## Stated exercise
Please transcribe the records precisely; pictures stay out of your copy.

## Data supplied
━━━

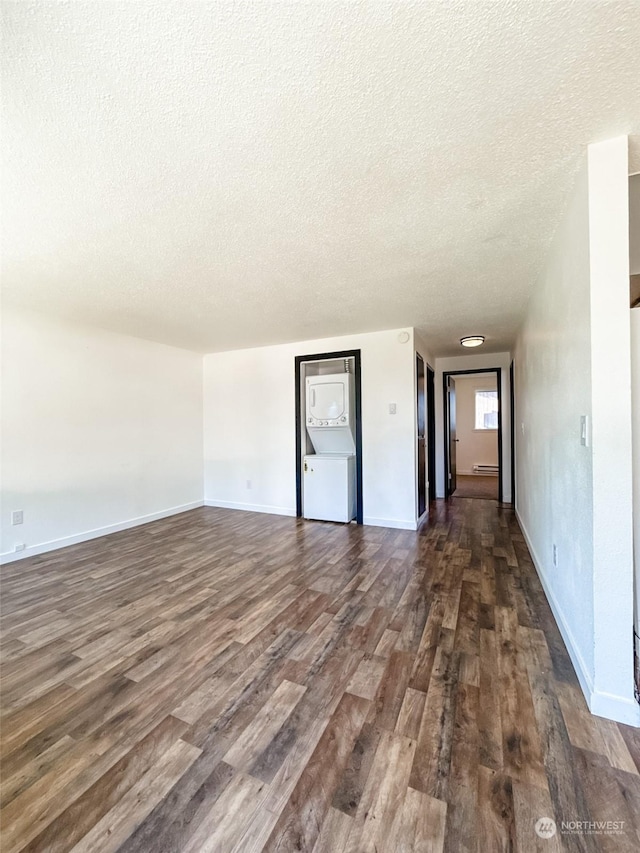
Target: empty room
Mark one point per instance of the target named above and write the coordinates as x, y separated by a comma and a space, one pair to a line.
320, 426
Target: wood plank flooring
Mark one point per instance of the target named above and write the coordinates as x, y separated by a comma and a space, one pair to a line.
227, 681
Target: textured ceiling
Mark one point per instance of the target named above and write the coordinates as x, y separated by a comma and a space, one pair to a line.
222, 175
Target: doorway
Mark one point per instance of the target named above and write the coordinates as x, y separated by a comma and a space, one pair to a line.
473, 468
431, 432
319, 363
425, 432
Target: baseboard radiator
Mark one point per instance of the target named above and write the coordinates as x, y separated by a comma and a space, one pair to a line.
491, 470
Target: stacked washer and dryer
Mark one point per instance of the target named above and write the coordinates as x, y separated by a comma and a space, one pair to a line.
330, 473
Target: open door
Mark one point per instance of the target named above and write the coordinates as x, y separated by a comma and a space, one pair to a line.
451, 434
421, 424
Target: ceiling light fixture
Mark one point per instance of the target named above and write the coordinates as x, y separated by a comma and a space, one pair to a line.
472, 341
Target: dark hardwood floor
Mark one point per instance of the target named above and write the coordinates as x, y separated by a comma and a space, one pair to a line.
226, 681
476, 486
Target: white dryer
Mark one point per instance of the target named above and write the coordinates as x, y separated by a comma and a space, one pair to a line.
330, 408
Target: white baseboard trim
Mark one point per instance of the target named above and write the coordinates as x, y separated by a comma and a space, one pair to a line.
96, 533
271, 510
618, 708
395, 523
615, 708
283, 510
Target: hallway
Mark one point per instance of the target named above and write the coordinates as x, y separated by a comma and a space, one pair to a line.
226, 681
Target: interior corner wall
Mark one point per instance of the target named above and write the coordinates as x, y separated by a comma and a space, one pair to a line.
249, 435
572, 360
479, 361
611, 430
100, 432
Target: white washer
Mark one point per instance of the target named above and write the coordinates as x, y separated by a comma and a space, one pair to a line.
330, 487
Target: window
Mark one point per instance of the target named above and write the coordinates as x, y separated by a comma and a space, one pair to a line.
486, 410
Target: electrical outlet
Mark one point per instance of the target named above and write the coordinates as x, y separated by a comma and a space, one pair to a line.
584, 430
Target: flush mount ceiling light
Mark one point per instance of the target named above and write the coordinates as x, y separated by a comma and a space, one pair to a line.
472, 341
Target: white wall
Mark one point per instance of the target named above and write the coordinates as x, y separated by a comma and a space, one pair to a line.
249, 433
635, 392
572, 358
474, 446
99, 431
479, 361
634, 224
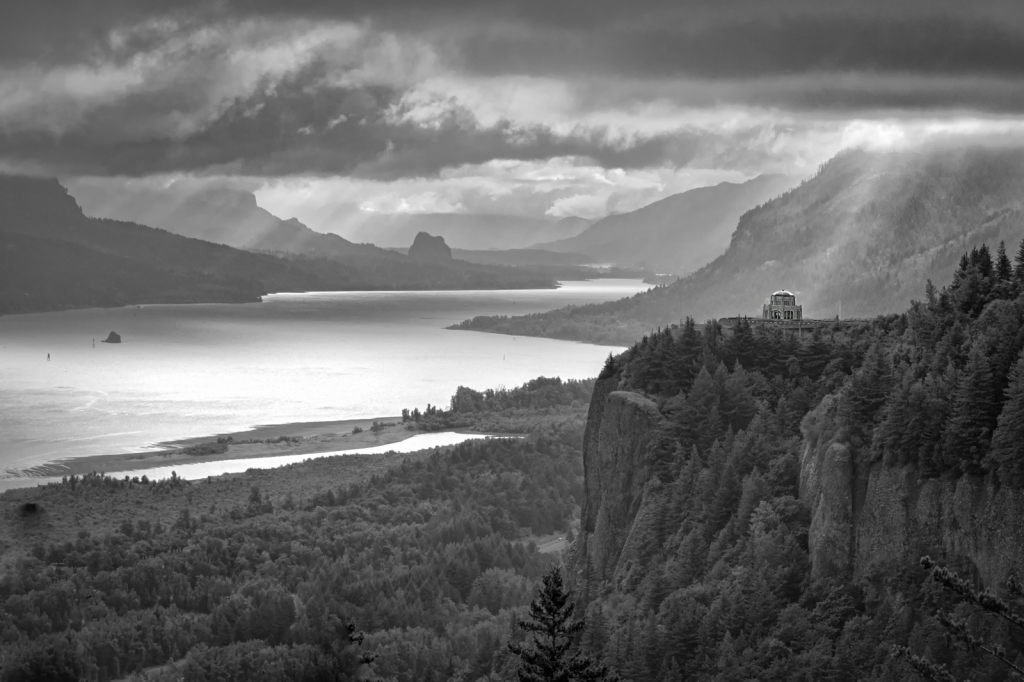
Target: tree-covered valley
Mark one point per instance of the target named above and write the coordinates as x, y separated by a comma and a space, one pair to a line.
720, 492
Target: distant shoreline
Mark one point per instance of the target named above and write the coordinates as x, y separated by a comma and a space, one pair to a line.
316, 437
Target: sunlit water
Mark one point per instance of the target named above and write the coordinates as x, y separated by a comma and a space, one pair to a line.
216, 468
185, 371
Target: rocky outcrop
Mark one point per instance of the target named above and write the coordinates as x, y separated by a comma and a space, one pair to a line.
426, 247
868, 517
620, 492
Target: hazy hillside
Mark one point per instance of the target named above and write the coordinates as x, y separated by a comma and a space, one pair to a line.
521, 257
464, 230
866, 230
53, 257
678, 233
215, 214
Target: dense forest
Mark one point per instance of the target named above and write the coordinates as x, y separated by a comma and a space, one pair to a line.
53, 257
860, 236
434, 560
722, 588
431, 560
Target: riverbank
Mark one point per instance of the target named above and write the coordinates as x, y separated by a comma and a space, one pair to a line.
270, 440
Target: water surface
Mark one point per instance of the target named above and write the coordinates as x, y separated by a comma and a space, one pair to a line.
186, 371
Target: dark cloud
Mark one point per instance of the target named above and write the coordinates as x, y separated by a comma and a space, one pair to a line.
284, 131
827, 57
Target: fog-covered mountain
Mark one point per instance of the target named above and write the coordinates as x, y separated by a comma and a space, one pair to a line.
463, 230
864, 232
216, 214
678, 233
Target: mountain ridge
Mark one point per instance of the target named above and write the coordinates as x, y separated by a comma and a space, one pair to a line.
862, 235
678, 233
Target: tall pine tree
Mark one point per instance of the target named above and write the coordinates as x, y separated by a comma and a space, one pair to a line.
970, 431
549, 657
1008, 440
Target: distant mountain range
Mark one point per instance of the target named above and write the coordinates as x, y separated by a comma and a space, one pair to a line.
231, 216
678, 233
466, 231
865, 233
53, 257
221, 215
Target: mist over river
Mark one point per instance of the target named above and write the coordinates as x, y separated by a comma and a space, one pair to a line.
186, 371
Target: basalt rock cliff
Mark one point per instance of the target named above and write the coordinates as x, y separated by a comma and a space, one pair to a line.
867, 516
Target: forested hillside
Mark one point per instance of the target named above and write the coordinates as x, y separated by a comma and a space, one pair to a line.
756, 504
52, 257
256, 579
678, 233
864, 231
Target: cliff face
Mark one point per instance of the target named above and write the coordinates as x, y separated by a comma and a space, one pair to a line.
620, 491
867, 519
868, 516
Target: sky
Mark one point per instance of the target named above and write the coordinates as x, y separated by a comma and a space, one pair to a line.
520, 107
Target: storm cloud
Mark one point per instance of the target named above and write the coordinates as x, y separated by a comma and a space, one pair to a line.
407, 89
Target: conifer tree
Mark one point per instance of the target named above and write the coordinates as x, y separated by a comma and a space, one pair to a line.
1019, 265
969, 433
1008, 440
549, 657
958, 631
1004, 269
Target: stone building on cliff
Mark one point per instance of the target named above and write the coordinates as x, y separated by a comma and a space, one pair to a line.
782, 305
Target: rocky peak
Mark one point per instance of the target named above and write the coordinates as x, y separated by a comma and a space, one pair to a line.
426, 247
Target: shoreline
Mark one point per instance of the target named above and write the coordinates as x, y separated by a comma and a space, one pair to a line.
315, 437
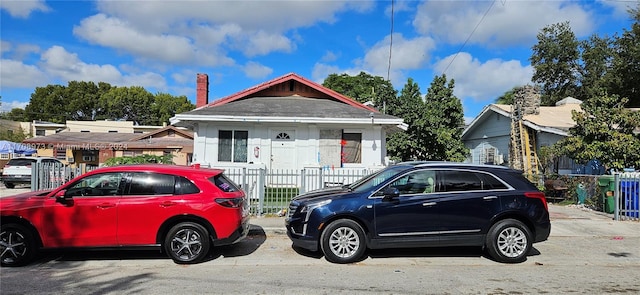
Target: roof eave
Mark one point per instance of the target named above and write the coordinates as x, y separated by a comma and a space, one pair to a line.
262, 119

━━━

## Output for this exercise
Target: empty room
Mark one point per instance of the target named above and write the coordinates as x, y separated by a comma and a space, one pair to a line.
320, 426
Target: wood plank flooring
Mark one point per instance of the target named above and write the coordinates as x, y separated by a comma and a space, one pair to a line.
227, 681
Target: textured ceiling
Mark one point per instance of the target named above and write the coordinates as x, y separated by a comma and a space, one pair to a line.
222, 175
Target: doorway
Mark one point per instance of the target named above and write the coordinates as x, y separated by a comma and a space, one pair to a line.
473, 468
431, 432
319, 363
425, 432
Target: baseboard radiator
Mark one point per instance of the target named above and write the coordinates as x, y separated by a comma and a space, one pair to a line.
491, 470
Target: stacked washer and dryer
Mark one point per instance of the target named above and write the coordinates as x, y separated by a comma and a space, one pair to a line.
330, 473
Target: open door
Mark one point per instance of the target named above and write the coordinates as x, y separated by a comma and a space, one pair to a line.
451, 434
421, 424
Target: ceiling light fixture
Mark one point per instance of the target named above and write the coordinates as x, y separated by a comma and a space, one pair to a line.
472, 341
Target: dark hardwood floor
Mark one point per instance of the target named above and write the coordinates as x, y separated by a comma and a space, one pair to a line.
226, 681
476, 486
Target: white dryer
Mark one point per instance of the target named above and write the coordinates as x, y separated by a comma and a space, one pair to a line.
330, 408
Target: white baseboard trim
Mark one point per instance of the target named above and write the coordinates as x, y separated by a comma and a space, one pair to a line.
96, 533
271, 510
618, 708
395, 523
615, 708
283, 510
Target: hallway
Mark one point per instance of the target named above and write the coordinates as x, y separated by a comma and a space, one pair to a line.
226, 681
Target: interior corner wall
Mark one point per instance of the target named above and write the coordinates as x, y separated by a comma and a space, one pair to a line.
249, 435
572, 360
479, 361
611, 430
100, 432
Target: white washer
Mark one point per instance of the target named above and write the coordinates as x, y separated by a comma and a space, one pair to a line.
330, 487
Target: window
Mark one point per instance of the target named above and write the coordinates as x, y separated by a comma and a space, one pair to a line.
486, 410
Target: electrical outlet
Mark one point per instance of the target named above and write the coordinates as x, y separated by a comma and a space, one pair to a line.
584, 430
Target: flush mount ceiling light
Mark one point per instance of the target named above and write the coordinates as x, y separated by a comma and a space, one pair to a line.
472, 341
Target: white wall
Mark one point per instance of the target named above and write the coordinates as x, y separated by a comma and a space, one pair to a line.
249, 433
635, 392
572, 358
474, 446
99, 431
479, 361
634, 224
Target: tree-covered valley
Mark one point per instance of the target named above and write the coordinates as x, y separated by a comma and a space, one pair to a line.
720, 492
Target: distant shoreline
Mark one point per instance of the target named above and write the coordinates as x, y separated by a comma and a space, one pair to a line.
316, 437
Target: sunlit water
Mark one point per instance of the target named above and write the coordinates as x, y separated by a comma and a space, one pair to a line.
216, 468
185, 371
Target: rocky outcrop
Mark one point per instance of the target named above and write the coordinates as x, y separated by a comma and a space, one pair to a line.
426, 247
868, 517
620, 492
Target: hazy hillside
Mark one point per instance of the target named above and write the coordinates as x, y separated by a comma and a space, one pair to a line.
521, 257
464, 230
866, 230
53, 257
678, 233
215, 214
Target: dense forest
Mark one point per instance of the target named above and write the coordinates as x, y separated by a comma and a space, one pair to a line.
53, 257
860, 236
434, 560
722, 588
431, 560
Target: riverbank
Mark one point per instance of the target named above and write the coordinates as x, y separated by a comma and a space, one pair to a line.
270, 440
Target: water surface
Mark one point per instance of the target named above and write the coordinates as x, y separated by a comma and a space, one pair to a line.
186, 371
Target: dark cloud
Mark one point per instance of the target named above and write the coordinates as x, y separated by a comma and a space, one pair to a line.
284, 131
827, 57
Target: fog-covered mountain
Mark one point per instance of the target named above and write the coordinates as x, y separated by a comma and a space, one pair to a line.
463, 230
864, 232
216, 214
678, 233
Target: mountain ridge
Mark one point per instance of the target named above and write the coordinates as x, y separated by a comma and a space, one pair to a line.
862, 235
678, 233
Target: tall pine tree
Mark one point per instance of the target named above and write the coordinates as x, y separated by a comma and a space, one pair to a line.
970, 431
549, 657
1008, 440
Target: distant mountain range
Mark one point per instance of the target named above and write the coordinates as x, y separated by a comma and a space, one pair to a line.
231, 216
678, 233
466, 231
865, 233
53, 257
221, 215
Target: mist over river
Mark one point per instance of the target named above and write the coordinates as x, y separated by a comma and a space, one pair to a line.
186, 371
Target: basalt rock cliff
Mark one point per instance of the target named above and write the coordinates as x, y separated by a comma and a space, one pair to a line.
867, 516
Target: forested hillside
Mark one point per instance of the target named above and write the coordinates as x, y separated by a comma and a space, one pair to a line.
756, 504
52, 257
256, 579
678, 233
864, 231
Target: cliff face
Mark one point per instance of the target named above and write the coordinates as x, y separated by a comma and a space, one pair to a line.
620, 491
867, 519
868, 516
Target: sky
Mark one point per instance of the target named above and write the coordinates as x, y separated by a comma and a space, one pair to a line.
520, 107
Target: storm cloud
Mark one point per instance of the target named above and write the coordinates as x, y separated by a comma and a space, one pair to a line.
407, 89
Target: conifer tree
Mark one point per instance of the target named above and write the coordinates as x, y separated by a comma and a space, one pair to a line.
1019, 265
969, 433
1008, 440
549, 657
958, 631
1004, 269
Target: stone building on cliff
Mark one point per instance of the target named above and write the coordinates as x, y separated by a comma and a space, one pair to a line.
782, 305
Target: rocky peak
Mark one point per instance of the target named above and write the coordinates as x, y separated by a comma and a space, one pair to a line.
426, 247
Target: shoreline
Mark one point per instance of the target named above and write the coordinates as x, y separated by a comma and a space, one pair to a line.
315, 437
Target: roof eave
Mark one point per instance of the target named above and write the coordinates as x, y separated by a comma and a space, one pair to a line.
262, 119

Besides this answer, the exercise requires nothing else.